Stored data entries
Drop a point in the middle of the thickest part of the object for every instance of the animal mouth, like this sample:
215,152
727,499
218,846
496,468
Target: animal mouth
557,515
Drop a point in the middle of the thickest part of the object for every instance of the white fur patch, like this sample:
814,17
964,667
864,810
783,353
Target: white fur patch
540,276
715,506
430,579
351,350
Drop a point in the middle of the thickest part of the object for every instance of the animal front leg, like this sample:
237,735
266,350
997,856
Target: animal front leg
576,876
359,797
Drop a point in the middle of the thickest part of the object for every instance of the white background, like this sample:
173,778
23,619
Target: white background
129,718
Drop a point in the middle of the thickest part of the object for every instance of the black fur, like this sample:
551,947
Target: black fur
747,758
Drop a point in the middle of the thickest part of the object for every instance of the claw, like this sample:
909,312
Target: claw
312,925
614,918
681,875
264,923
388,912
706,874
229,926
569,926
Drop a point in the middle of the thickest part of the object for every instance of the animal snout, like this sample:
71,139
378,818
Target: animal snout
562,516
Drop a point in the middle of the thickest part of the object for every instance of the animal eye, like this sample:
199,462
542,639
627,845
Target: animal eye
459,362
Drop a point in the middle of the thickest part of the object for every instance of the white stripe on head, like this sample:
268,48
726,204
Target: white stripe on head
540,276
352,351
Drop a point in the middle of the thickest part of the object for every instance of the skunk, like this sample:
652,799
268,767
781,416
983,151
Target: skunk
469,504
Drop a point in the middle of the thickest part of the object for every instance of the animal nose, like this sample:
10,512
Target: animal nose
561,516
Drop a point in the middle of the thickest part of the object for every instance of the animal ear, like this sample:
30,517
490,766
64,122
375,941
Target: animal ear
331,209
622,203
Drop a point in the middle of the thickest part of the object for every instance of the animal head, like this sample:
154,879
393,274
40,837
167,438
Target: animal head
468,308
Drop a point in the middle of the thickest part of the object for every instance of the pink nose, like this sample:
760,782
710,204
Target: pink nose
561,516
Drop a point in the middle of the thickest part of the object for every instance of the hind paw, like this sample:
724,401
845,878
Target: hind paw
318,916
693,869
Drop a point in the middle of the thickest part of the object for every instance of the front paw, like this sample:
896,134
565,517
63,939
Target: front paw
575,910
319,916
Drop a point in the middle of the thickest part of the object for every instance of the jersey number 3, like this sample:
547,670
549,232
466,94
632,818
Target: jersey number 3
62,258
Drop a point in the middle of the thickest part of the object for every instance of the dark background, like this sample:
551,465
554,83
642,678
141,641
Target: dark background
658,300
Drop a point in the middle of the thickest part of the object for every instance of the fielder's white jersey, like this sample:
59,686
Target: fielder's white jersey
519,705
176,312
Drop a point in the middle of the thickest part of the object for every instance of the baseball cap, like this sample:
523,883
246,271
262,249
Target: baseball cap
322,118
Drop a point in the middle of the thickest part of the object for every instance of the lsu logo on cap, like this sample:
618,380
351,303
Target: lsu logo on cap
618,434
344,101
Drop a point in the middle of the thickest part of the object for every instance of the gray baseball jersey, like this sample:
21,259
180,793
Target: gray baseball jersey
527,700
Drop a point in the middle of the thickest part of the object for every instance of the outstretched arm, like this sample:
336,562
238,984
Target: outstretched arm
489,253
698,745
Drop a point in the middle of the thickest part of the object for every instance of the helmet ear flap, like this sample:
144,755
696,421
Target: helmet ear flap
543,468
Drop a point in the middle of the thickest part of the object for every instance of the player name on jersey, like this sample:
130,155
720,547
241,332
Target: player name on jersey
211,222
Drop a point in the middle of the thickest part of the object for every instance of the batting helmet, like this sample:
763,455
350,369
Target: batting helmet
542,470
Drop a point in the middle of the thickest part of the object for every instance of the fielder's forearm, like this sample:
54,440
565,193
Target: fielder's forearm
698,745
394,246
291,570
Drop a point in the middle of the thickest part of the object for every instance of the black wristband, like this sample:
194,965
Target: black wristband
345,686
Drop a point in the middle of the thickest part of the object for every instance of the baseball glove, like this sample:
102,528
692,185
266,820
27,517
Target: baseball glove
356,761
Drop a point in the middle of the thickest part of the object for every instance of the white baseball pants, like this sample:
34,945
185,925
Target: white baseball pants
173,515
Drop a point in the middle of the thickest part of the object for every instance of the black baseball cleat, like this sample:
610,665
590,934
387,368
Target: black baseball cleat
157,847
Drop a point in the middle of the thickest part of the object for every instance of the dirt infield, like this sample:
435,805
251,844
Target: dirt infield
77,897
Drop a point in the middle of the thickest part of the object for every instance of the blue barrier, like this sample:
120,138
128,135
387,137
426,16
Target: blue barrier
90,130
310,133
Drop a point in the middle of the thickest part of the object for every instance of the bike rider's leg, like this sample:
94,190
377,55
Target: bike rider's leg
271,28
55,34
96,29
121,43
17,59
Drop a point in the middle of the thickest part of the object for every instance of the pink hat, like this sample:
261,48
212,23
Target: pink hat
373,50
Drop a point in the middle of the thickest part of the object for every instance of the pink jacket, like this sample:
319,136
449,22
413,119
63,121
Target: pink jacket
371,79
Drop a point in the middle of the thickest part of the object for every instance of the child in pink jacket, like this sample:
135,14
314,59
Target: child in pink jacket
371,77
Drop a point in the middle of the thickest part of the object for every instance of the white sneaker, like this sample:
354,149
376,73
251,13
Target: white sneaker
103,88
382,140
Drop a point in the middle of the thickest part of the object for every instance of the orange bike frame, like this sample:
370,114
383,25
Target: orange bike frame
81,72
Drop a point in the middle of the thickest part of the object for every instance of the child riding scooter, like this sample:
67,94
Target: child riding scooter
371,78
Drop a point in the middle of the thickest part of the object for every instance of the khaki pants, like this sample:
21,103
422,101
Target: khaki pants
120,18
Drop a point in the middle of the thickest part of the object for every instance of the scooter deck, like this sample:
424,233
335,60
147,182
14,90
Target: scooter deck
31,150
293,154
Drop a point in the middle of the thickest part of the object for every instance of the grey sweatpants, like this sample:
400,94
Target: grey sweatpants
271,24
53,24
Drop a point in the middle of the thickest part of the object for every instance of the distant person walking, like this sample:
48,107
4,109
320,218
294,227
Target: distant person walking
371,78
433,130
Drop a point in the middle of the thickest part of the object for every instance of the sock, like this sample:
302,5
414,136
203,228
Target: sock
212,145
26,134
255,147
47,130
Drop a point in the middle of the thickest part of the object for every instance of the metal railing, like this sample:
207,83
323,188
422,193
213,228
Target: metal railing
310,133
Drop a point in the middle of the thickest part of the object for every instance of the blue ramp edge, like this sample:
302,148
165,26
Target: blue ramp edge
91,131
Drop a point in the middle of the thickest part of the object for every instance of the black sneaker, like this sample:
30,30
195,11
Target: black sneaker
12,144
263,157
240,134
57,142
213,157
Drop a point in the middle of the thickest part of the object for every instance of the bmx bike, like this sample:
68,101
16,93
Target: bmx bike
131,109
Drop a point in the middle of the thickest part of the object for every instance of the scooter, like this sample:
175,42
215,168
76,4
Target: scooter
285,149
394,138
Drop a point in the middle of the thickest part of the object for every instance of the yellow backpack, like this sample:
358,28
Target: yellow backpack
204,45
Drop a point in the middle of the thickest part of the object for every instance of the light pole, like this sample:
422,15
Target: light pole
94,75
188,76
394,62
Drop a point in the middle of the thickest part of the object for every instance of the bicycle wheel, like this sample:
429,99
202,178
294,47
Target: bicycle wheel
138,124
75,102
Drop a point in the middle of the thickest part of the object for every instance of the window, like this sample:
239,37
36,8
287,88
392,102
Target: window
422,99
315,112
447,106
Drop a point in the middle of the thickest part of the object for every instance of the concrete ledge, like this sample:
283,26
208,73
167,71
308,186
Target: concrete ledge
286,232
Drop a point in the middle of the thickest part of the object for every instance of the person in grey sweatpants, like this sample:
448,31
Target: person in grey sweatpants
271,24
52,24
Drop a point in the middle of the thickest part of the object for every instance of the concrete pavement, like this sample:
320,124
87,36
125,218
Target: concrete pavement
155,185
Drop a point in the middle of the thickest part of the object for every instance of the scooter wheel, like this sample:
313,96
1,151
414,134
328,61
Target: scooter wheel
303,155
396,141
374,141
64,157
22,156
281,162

## Work to be completed
Beginning at the line that holds "Target: light pole", write out word for word each line through the end of the records.

## Written reply
Target: light pole
94,75
188,76
394,62
Drop a point in the middle of the thickest part of the object for every instance of the bicycle wheel, like this sample:
429,99
202,178
294,47
Target: bicycle wheel
138,124
75,102
Drop a point in the middle of the thickest part of the object for every instance of the window, like this sample:
239,37
36,8
287,88
392,102
Target: window
422,99
315,112
447,106
Drop a point in the middle of the thickest part of the object for every instance of the concrete ledge, like this sample:
283,26
208,73
167,71
308,186
Target: concrete ledge
286,232
Drop a point in the middle of the thickest part of the object for every instance of the person in grey sweatpants, like this sample:
448,31
Target: person in grey sweatpants
271,24
52,24
Drop a point in the middle of the thickest part of the object for every instance of the concrete pavement, like this sample:
320,124
87,36
125,218
Target: concrete pavement
155,185
Drop a point in the middle of the thickest part of the object for every instance of the scooter wheel, like this sample:
313,96
1,151
414,134
328,61
Target: scooter wheel
303,155
396,141
374,141
64,157
22,156
281,162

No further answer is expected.